= Extracted text =
=====

By Toby Muse, Special for USA TODAY



BOGOTA, Colombia — This year's version of Colombia's least glamorous beauty pageant pitted a drug smuggler against a robber and a Marxist guerrilla.
The winner, from Cellblock No. 4, was Yury Uribe, currently serving five years at Good Shepherd Prison after she was arrested trying to board a plane with half a kilo of heroin in her stomach. She wore a jeweled top and slit skirt in the prison pageant.
Beauty and competitive pageants are national obsessions in Colombia. Annual telecasts of the Miss World and Miss Universe competitions draw ratings on par with World Cup soccer matches. They typically feature beauty experts who discuss the candidates' attributes and handicap the chances of Miss Colombia.
Yet even by Colombian standards, the competition at the country's largest female prison is unusual. It takes place each September in honor of the Virgin of Mercedes, patron saint of prisoners. Inmates see it as welcome relief from the boredom and loneliness of life behind bars.

=====

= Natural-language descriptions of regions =
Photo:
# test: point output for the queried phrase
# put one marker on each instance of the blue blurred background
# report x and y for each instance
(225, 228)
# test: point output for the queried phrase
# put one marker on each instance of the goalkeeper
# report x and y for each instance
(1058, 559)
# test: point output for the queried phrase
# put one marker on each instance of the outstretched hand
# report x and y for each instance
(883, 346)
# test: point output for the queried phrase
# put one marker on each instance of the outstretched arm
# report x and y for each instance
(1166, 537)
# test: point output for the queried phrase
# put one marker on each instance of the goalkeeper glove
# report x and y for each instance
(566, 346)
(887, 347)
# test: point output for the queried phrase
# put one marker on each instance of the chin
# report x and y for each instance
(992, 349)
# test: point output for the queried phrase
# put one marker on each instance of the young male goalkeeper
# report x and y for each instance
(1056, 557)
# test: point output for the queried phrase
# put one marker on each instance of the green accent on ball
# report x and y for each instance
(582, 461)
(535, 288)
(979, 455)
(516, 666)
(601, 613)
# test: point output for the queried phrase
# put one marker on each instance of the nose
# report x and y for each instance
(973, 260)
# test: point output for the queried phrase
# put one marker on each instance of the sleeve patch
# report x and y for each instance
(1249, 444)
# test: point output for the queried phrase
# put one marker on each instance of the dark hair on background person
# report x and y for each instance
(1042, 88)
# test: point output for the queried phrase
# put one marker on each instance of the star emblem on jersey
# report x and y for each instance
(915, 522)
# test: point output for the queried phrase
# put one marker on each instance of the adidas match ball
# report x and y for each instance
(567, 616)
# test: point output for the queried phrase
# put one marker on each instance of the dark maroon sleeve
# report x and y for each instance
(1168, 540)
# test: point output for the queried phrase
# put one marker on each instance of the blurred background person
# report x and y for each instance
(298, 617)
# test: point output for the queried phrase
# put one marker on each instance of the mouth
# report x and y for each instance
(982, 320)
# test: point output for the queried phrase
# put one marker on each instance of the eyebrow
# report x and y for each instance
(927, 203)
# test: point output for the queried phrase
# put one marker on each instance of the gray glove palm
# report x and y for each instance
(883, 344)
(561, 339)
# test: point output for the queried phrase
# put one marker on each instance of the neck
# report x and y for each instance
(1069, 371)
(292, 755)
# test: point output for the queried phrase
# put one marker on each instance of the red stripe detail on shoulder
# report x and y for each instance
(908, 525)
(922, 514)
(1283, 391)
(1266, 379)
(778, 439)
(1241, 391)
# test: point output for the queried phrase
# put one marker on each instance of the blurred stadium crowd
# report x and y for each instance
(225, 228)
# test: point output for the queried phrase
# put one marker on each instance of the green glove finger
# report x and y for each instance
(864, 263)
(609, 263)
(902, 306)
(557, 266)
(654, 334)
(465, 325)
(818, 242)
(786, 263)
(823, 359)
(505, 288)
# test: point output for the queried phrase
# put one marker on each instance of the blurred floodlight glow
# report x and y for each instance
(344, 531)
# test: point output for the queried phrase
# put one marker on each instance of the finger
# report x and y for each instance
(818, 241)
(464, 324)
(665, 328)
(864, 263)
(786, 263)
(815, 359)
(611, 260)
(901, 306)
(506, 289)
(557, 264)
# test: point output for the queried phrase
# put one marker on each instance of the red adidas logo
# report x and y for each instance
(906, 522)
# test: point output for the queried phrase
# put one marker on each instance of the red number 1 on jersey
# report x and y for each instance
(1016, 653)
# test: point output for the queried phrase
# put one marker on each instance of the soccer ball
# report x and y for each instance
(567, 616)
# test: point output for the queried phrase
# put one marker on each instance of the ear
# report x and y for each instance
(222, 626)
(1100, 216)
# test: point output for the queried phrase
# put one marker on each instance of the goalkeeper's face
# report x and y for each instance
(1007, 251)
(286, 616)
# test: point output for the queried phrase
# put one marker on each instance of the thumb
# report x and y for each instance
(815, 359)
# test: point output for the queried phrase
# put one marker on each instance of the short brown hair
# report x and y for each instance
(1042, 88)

=====

= What the task asks =
From the article on the Colombian prison beauty pageant, return the passage starting at "BOGOTA, Colombia —" and ending at "the prison pageant.", copied word for word.

= Answer to this problem =
BOGOTA, Colombia — This year's version of Colombia's least glamorous beauty pageant pitted a drug smuggler against a robber and a Marxist guerrilla.
The winner, from Cellblock No. 4, was Yury Uribe, currently serving five years at Good Shepherd Prison after she was arrested trying to board a plane with half a kilo of heroin in her stomach. She wore a jeweled top and slit skirt in the prison pageant.